> _Text for analysis_:

>>>

The rising price of natural gas will make for a difficult situation, especially in the winter months. There is a risk that people will associate the cost of energy with green policies and the energy transition. However, it is clear that the Russian government is influencing supplies for political leverage. Moldova’s contract with Russia’s state-controlled Gazprom, the largest supplier of natural gas to Europe, expired this autumn. Gazprom has extended the contract but is raising the price dramatically.

My diplomatic answer to questions about Nord Stream 2 is that the pipeline runs through the Gulf of Finland, but that Finland is not part of it. It is up to the recipients of this energy to see how it fits into their plans, and to calculate how it will affect their environmental objectives. On the European Green Deal, one complex question is whether it will fund nuclear energy. There are several dividing lines. However, the very nature of nuclear power creates a dependency on providers and the safe treatment of nuclear waste remains a challenge. My choice, out of all these options, would be to invest in renewables.

How does green politics inform your approach to foreign policy?

The Finnish Greens have always taken a wider approach to green politics. In our very early years, there was a fight between the ecologists, who supported a narrower, more environmental politics, and the broader green agenda covering themes such as human rights, feminism, and the rights of people with disabilities. The wider agenda won and turned out to be key to our political success. The Finnish Greens have been in government five times because of this agenda, even if environmental and ecological issues are at the forefront of our policies.

Currently, the Greens hold the ministry for foreign affairs, the ministry of the interior, and the environment ministry, which also coordinates climate issues. Green ministers, therefore, have many opportunities to influence national politics, as well as politics at the European level. When there are discussions about the overall situation and crises around the world, we always raise environmental security, the link between conflict and climate and environmental issues, and bridges between peace and environmental issues. This perspective is something that green politics can take the lead on.

The Nordic countries have a reputation for an active foreign policy based on values such as peace. Could the European Union learn from the Nordic approach?

Three elements of the Nordic model are interesting for the European Union. First, the Nordic countries manage to cooperate closely amongst themselves despite quite fundamental foreign policy differences. While Denmark, Iceland, and Norway are NATO members, Finland and Sweden are not, and Iceland and Norway are not part of the European Union. Through the Nordic Five, we nevertheless come together like a family because we share values that cut across these different alliances.

Second, an active approach to development policy is a clear source of strength. Here Denmark, Norway, and Sweden are often even better than Finland; they consistently increase their overseas aid and development spending. Every country has populists who argue against solidarity with the rest of the world. They do not want migrants to enter Europe, or European countries to spend money on overseas development. We need to make our own proposals against this lack of solidarity. In the world we currently live in, you never know when you might need it yourself.

Finally, the Nordic countries are willing to speak to almost everyone. While condemning the illegal occupation of Crimea and human rights violations such as the case of Alexei Navalny, Nordic countries maintained a dialogue with Russia. We are all extremely concerned about what is happening in Belarus. Nevertheless, I am trying to maintain contact with my counterpart in Belarus, because we need to find a way out of this crisis. Likewise, dialogue between the opposition and the government is needed. You have to speak to the people that you disagree with. Communication does not mean selling out on our values and principles; it means understanding the world we live in and what the real risks are. We cannot build peace without communication.

<<<

> _Exercise 1_: According to the text on green politics and foreign policy, how many times have the Finnish Greens been in government?
> _Exercise 2_: Reproduce the part of the text on green politics and foreign policy starting at "Second, an active" and ending at "need it yourself.", swapping "populists" for "nationalists".

> _Dataset_:

>>>

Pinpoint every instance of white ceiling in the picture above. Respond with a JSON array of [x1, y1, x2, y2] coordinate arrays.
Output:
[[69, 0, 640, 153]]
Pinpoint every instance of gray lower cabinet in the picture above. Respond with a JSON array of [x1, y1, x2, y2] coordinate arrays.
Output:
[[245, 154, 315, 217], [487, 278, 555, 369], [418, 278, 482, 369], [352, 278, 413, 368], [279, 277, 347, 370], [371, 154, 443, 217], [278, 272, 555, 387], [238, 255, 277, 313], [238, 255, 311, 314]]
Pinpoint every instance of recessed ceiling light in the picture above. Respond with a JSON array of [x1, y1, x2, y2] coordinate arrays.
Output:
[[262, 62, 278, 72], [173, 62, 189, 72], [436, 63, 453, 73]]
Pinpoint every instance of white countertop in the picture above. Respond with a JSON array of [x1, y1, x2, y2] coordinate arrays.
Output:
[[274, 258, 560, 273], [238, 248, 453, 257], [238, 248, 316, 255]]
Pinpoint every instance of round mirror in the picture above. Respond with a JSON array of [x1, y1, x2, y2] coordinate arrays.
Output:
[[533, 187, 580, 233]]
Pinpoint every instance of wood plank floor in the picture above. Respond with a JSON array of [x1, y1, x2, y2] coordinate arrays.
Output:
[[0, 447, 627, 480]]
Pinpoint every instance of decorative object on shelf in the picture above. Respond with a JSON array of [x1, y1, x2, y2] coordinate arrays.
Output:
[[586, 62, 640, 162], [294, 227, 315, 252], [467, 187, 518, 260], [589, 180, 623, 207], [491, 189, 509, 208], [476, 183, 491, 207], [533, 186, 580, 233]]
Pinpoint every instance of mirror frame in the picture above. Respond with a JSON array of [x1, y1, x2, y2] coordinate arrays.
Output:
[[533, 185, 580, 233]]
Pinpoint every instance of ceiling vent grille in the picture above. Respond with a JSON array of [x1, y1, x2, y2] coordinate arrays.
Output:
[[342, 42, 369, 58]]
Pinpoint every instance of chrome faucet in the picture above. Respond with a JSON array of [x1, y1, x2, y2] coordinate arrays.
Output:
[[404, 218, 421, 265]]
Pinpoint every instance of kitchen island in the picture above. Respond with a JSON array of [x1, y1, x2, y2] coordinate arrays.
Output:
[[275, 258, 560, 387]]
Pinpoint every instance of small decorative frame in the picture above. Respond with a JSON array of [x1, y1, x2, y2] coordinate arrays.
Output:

<<<

> _Task response 1_: Five times.

> _Task response 2_:
Second, an active approach to development policy is a clear source of strength. Here Denmark, Norway, and Sweden are often even better than Finland; they consistently increase their overseas aid and development spending. Every country has nationalists who argue against solidarity with the rest of the world. They do not want migrants to enter Europe, or European countries to spend money on overseas development. We need to make our own proposals against this lack of solidarity. In the world we currently live in, you never know when you might need it yourself.